__Исходный текст__:
━━━━━━━━

Были у Хрущева и хорошие новости. Благополучное разрешение Суэцкого кризиса (подробнее мы расскажем о нем в следующей главе) он рассматривал как триумф своей внешней политики. С целинных полей собрали рекордный урожай13. С другой стороны, новый, шестой пятилетний план, принятый на XX съезде, оказался настолько нереалистичен, что его пришлось пересматривать — в декабре 1956 года, на пленуме ЦК, где имя Хрущева почти не упоминалось, а его протеже Шепилов был выведен из Секретариата ЦК14. Неудивительно, что Хрущев немедленно отправился в долгую поездку по сельскохозяйственным регионам, награждая медалями местных руководителей («Такой массовой раздачи орденов и медалей здесь, кажется, еще не бывало», — записал у себя в дневнике Мичунович 14 января 1957 года) и напоминая им, что они всем обязаны ему, а не Молотову и не Маленкову. В этот момент он вел себя как американский политик, ведущий избирательную кампанию — и, пожалуй, с 1956 года сходство и вправду было налицо15.

━━━━━━━━

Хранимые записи
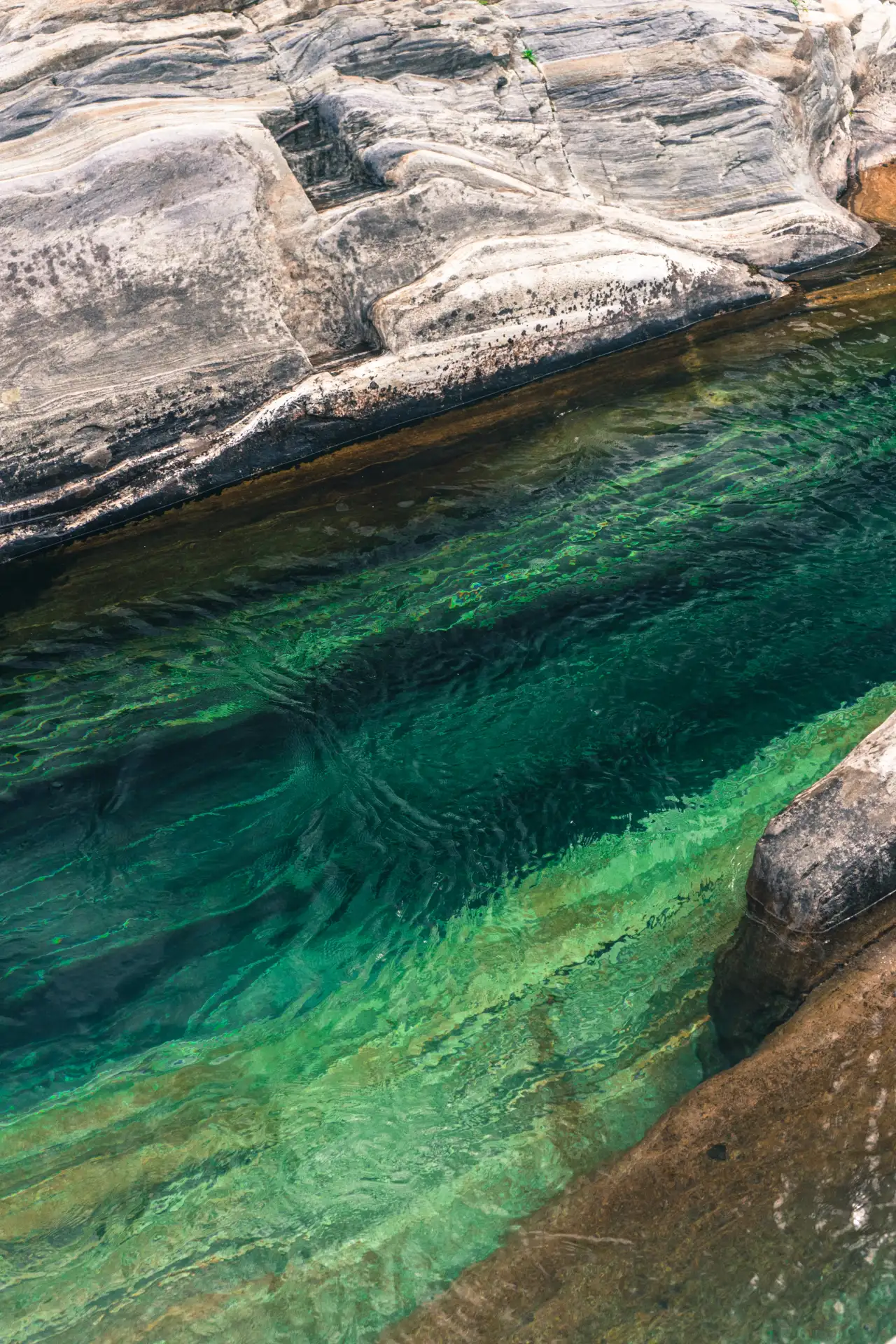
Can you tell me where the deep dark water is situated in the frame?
[7,241,896,1340]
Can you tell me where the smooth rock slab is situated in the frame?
[0,0,896,558]
[709,714,896,1058]
[382,937,896,1344]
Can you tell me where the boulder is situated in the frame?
[0,0,896,558]
[380,935,896,1344]
[709,714,896,1059]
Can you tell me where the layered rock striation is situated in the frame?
[0,0,896,556]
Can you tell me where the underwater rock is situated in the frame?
[0,0,896,556]
[709,714,896,1059]
[380,935,896,1344]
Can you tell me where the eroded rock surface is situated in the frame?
[709,714,896,1056]
[0,0,896,555]
[382,937,896,1344]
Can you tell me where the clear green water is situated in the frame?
[0,255,896,1344]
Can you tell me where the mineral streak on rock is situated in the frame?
[382,935,896,1344]
[709,715,896,1058]
[0,0,896,556]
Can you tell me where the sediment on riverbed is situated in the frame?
[0,0,896,556]
[383,934,896,1344]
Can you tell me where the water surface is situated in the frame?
[0,236,896,1344]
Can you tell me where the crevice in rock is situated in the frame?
[276,102,384,211]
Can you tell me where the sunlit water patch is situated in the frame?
[0,244,896,1344]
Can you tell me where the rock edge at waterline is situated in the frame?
[0,0,896,556]
[709,714,896,1058]
[382,934,896,1344]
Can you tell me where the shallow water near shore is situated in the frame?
[0,241,896,1344]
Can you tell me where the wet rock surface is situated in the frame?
[709,715,896,1058]
[0,0,896,556]
[383,935,896,1344]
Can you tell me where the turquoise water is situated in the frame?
[0,254,896,1344]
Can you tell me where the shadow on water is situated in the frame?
[0,220,896,1341]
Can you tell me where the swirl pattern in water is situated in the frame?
[0,248,896,1344]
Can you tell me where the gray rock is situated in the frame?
[709,714,896,1058]
[0,0,896,556]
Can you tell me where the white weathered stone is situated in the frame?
[0,0,896,555]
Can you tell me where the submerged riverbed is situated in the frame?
[0,241,896,1344]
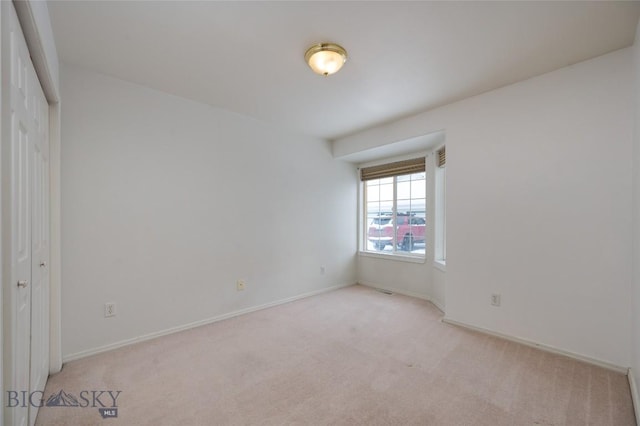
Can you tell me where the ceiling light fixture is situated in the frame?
[304,43,347,76]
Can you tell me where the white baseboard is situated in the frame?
[62,284,355,363]
[442,316,629,374]
[627,368,640,426]
[358,281,444,313]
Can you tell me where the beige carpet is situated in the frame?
[37,286,635,426]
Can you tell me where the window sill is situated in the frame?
[433,260,447,272]
[358,251,427,263]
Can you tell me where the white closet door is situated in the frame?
[29,63,49,425]
[5,7,49,426]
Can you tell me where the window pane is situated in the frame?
[411,179,427,198]
[398,180,411,200]
[364,165,426,254]
[380,183,393,201]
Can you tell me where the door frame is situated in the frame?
[0,0,62,426]
[13,0,62,374]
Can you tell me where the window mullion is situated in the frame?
[393,176,398,254]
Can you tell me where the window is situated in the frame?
[435,146,447,265]
[361,157,426,257]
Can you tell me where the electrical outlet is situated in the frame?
[491,294,500,306]
[104,303,116,318]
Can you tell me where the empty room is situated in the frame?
[0,0,640,426]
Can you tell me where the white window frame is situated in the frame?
[432,145,447,271]
[358,152,433,263]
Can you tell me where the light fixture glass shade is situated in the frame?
[304,43,347,76]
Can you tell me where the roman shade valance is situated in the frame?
[360,157,425,181]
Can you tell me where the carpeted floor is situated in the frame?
[37,286,635,426]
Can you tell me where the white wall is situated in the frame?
[631,19,640,396]
[333,49,633,366]
[61,66,357,359]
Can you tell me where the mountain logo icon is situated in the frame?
[46,389,80,407]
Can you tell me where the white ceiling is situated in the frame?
[48,1,640,139]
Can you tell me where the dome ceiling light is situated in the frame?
[304,43,347,76]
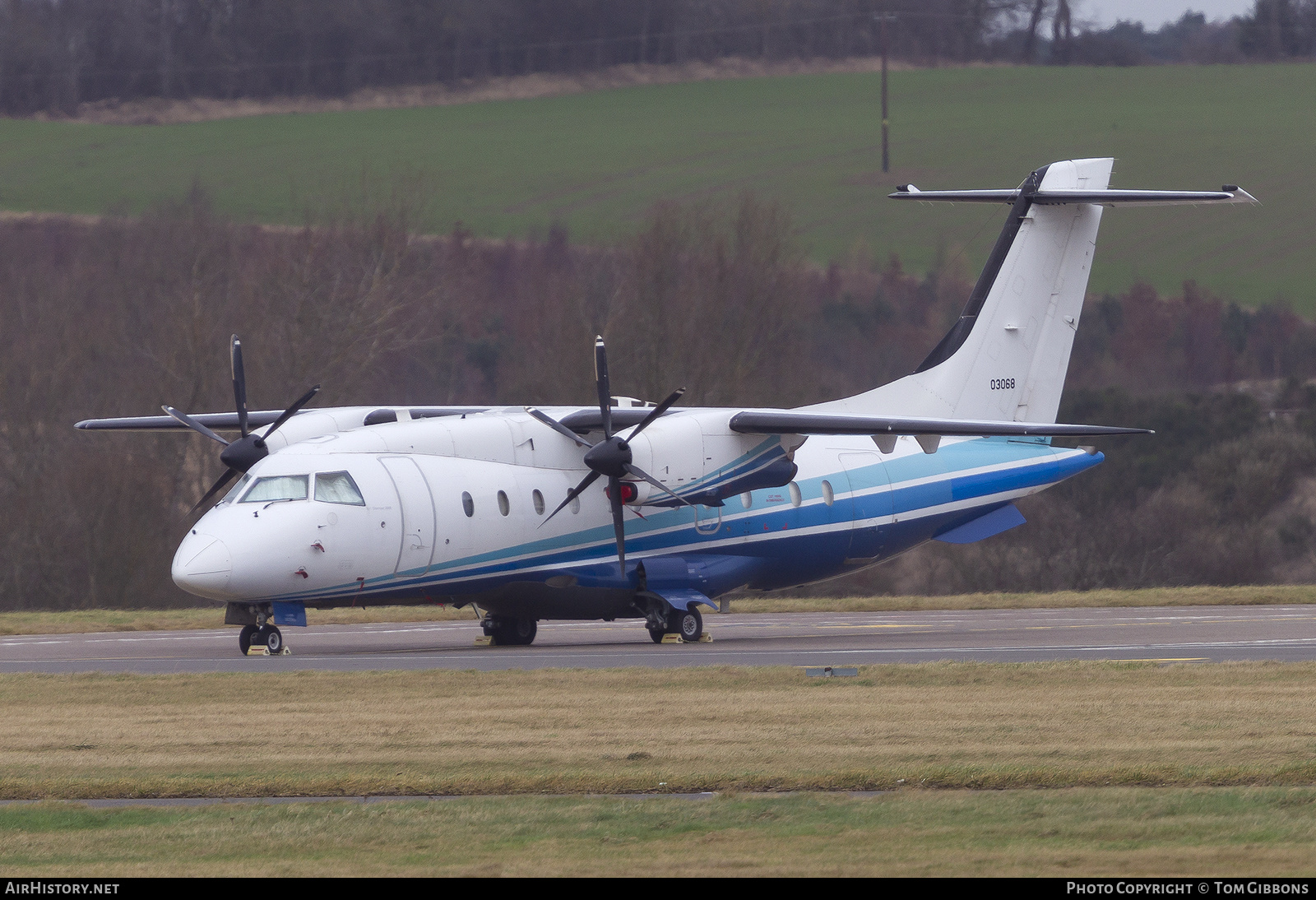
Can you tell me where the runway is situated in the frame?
[0,605,1316,674]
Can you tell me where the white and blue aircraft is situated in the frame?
[77,160,1255,652]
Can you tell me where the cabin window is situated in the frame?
[316,472,366,507]
[241,475,308,503]
[215,474,252,507]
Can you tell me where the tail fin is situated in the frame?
[811,158,1255,422]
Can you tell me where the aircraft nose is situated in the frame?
[171,534,233,600]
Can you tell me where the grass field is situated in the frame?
[10,788,1316,878]
[0,584,1316,634]
[10,662,1316,878]
[7,662,1316,799]
[0,64,1316,305]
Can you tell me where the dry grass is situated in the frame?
[0,584,1316,634]
[33,57,948,125]
[0,663,1316,797]
[732,584,1316,612]
[0,788,1316,878]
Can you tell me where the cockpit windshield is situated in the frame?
[215,472,252,507]
[316,472,366,507]
[239,475,307,503]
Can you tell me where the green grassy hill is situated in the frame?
[0,64,1316,309]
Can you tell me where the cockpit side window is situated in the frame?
[215,472,252,507]
[239,475,307,503]
[316,472,366,507]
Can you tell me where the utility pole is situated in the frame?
[873,12,897,173]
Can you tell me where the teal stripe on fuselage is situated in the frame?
[262,438,1101,600]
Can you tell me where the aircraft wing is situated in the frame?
[74,406,489,432]
[730,409,1154,437]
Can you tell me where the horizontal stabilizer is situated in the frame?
[730,409,1154,437]
[887,184,1259,206]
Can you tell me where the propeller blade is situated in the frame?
[265,384,320,437]
[608,478,627,565]
[540,472,599,527]
[594,334,612,441]
[630,388,686,438]
[229,334,250,437]
[525,406,594,448]
[160,406,229,446]
[188,468,239,516]
[627,465,691,507]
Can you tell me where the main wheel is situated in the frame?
[484,616,540,647]
[667,606,704,643]
[500,619,540,647]
[255,625,283,656]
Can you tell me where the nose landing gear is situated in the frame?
[239,613,288,656]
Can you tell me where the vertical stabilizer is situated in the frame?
[811,158,1114,422]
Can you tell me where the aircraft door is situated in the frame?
[379,457,434,575]
[840,450,893,564]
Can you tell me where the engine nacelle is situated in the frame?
[630,409,805,507]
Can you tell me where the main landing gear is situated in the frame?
[239,624,285,656]
[480,616,540,647]
[649,606,704,643]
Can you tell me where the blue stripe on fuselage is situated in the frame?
[264,438,1103,600]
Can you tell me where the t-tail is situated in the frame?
[809,158,1257,422]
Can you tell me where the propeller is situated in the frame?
[525,336,689,571]
[162,334,320,516]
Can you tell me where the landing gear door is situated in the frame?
[379,457,434,575]
[840,450,892,564]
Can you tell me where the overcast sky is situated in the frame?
[1070,0,1255,31]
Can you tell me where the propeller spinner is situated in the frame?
[162,334,320,514]
[525,336,689,571]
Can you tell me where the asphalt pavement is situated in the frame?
[0,605,1316,674]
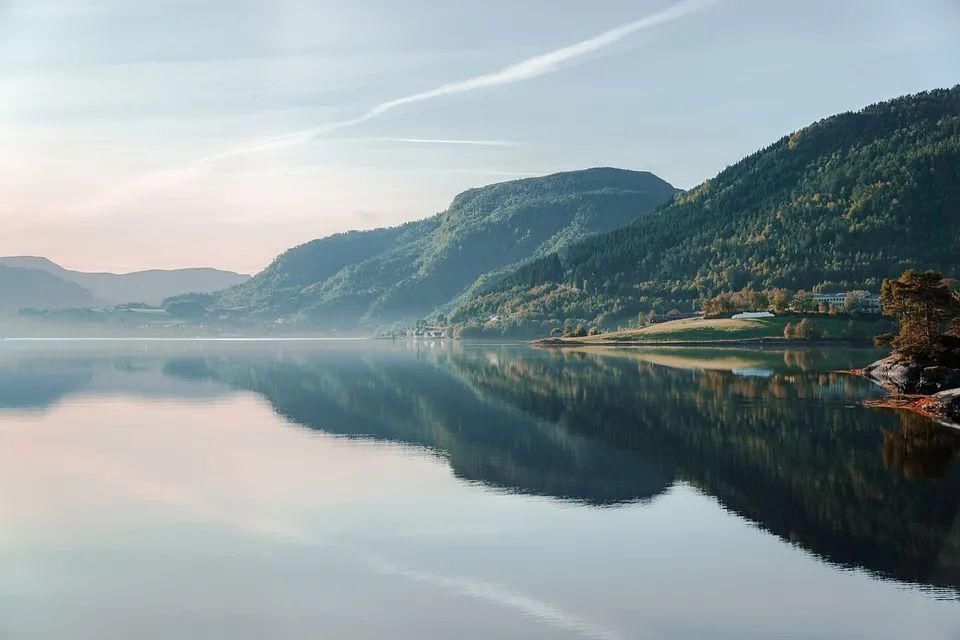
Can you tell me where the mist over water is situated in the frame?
[0,341,960,639]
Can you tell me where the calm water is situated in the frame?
[0,341,960,640]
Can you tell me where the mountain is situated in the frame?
[210,168,677,329]
[0,256,250,307]
[451,86,960,333]
[0,264,94,311]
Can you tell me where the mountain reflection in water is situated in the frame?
[0,343,960,589]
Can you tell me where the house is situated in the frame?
[813,291,882,313]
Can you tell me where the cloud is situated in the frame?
[373,138,517,147]
[72,0,718,211]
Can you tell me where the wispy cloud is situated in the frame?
[373,138,518,147]
[74,0,718,216]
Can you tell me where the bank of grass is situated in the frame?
[556,316,890,344]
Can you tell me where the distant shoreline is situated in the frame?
[531,338,872,349]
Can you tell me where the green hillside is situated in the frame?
[209,168,677,329]
[452,86,960,334]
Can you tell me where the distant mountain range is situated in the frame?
[0,256,250,311]
[203,168,678,329]
[451,86,960,335]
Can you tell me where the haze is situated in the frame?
[0,0,960,272]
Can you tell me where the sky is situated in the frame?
[0,0,960,273]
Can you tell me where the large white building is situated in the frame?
[813,291,881,313]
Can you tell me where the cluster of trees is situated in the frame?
[450,86,960,338]
[699,287,871,315]
[783,318,826,340]
[550,320,602,338]
[877,269,960,365]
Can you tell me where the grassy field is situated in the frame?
[570,316,890,344]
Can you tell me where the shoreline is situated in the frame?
[530,337,872,349]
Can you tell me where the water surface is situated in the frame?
[0,341,960,640]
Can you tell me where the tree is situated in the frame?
[793,318,824,340]
[843,291,870,313]
[877,269,960,360]
[770,289,793,313]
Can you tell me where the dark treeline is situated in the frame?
[452,86,960,336]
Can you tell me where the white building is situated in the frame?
[813,291,881,313]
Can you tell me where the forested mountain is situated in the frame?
[0,264,93,311]
[209,168,677,329]
[0,256,250,308]
[453,86,960,333]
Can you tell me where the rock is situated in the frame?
[863,356,921,393]
[918,367,960,393]
[863,355,960,393]
[924,389,960,425]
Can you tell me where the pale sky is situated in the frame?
[0,0,960,272]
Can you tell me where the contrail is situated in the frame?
[75,0,718,216]
[373,138,517,147]
[231,0,718,155]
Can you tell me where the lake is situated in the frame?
[0,340,960,640]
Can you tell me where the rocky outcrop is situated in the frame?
[923,389,960,426]
[861,355,960,394]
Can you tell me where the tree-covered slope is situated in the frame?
[454,87,960,338]
[210,168,677,328]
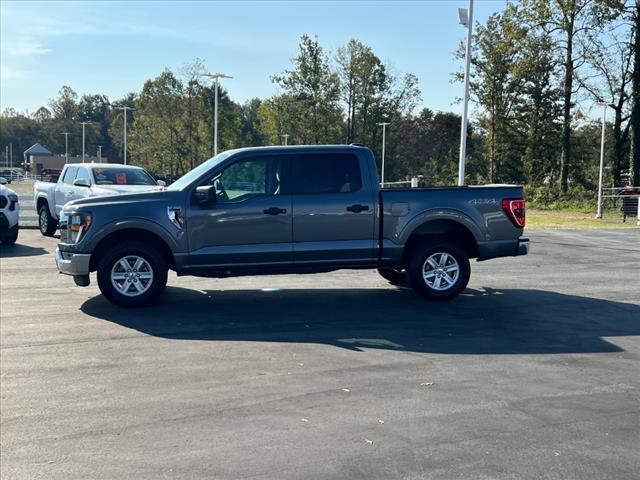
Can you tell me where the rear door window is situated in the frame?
[292,153,362,195]
[75,168,91,184]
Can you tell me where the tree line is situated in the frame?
[0,0,640,192]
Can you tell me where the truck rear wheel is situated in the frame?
[98,242,167,307]
[378,268,409,287]
[38,204,58,237]
[407,244,471,300]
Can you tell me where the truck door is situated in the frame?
[55,167,78,215]
[187,154,293,268]
[291,152,377,265]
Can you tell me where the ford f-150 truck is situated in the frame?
[56,145,528,306]
[33,163,164,237]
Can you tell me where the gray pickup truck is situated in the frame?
[56,145,529,306]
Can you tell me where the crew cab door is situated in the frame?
[291,152,377,266]
[54,167,78,215]
[187,154,293,269]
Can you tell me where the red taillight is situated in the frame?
[502,198,525,228]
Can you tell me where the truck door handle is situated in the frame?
[264,207,287,215]
[347,204,369,213]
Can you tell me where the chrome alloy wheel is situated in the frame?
[422,252,460,292]
[111,255,153,297]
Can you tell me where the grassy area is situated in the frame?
[527,208,637,229]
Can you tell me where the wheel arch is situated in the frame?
[401,218,479,267]
[89,226,176,272]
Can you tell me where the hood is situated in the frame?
[65,187,182,210]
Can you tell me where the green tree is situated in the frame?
[273,35,342,144]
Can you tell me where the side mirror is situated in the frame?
[195,185,217,205]
[73,178,91,187]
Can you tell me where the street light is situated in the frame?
[458,0,473,186]
[378,122,390,188]
[596,102,612,219]
[118,107,135,165]
[62,132,71,163]
[205,73,233,157]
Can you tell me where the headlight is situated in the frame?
[60,212,93,243]
[9,193,18,211]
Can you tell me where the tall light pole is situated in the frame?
[205,73,233,157]
[118,107,135,165]
[378,122,390,188]
[458,0,473,186]
[80,122,93,163]
[62,132,71,163]
[596,103,609,219]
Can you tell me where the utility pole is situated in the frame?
[62,132,71,163]
[596,103,608,219]
[205,73,233,157]
[378,122,390,188]
[80,122,93,163]
[118,107,135,165]
[458,0,473,186]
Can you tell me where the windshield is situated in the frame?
[92,167,157,185]
[167,151,231,190]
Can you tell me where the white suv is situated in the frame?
[0,179,20,245]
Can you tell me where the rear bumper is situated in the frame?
[56,248,91,276]
[516,238,529,256]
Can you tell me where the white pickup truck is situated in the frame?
[33,163,165,237]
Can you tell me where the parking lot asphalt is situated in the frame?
[0,229,640,480]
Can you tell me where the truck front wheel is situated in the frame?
[407,241,471,300]
[98,242,167,307]
[38,204,58,237]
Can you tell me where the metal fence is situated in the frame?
[596,187,640,226]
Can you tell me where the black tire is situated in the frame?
[38,204,58,237]
[2,225,19,245]
[407,244,471,300]
[378,268,409,287]
[98,242,167,307]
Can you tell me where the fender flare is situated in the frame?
[84,217,178,254]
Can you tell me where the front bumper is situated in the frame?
[56,248,91,276]
[516,238,529,256]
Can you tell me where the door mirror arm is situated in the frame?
[194,185,217,205]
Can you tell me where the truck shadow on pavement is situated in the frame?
[81,287,640,354]
[0,239,49,258]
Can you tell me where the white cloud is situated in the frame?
[1,39,51,57]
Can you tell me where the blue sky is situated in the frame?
[0,0,505,111]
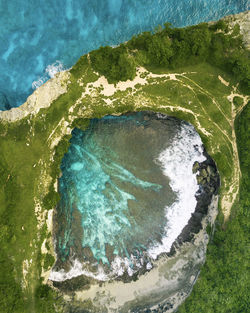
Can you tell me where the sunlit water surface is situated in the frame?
[51,112,205,280]
[0,0,249,110]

━━━━━━━━

__Задания__:
1. Как, согласно тексту о Хрущеве, он оценивал благополучное разрешение Суэцкого кризиса?
2. Масштабируйте в списке участок от строки, содержащей «Can you tell me where the truck shadow», до конца списка, включая обе границы. Повторите все строки этого участка вместе с запросами, умножив каждую координату рамок в ответах на 1,65 и округлив до целого (половины вверх); картинки в ответ не включайте.

__Ответы__:
1. Как триумф своей внешней политики.

2.
Can you tell me where the truck shadow on pavement is situated in the frame?
[134,474,1056,584]
[0,394,81,426]
Can you tell me where the white cloud is situated in the frame?
[2,64,84,94]
Can you tell me where the blue sky is situated in the frame?
[0,0,833,183]
Can you tell me where the sunlit water surface is situated in the frame?
[84,185,338,462]
[0,0,411,182]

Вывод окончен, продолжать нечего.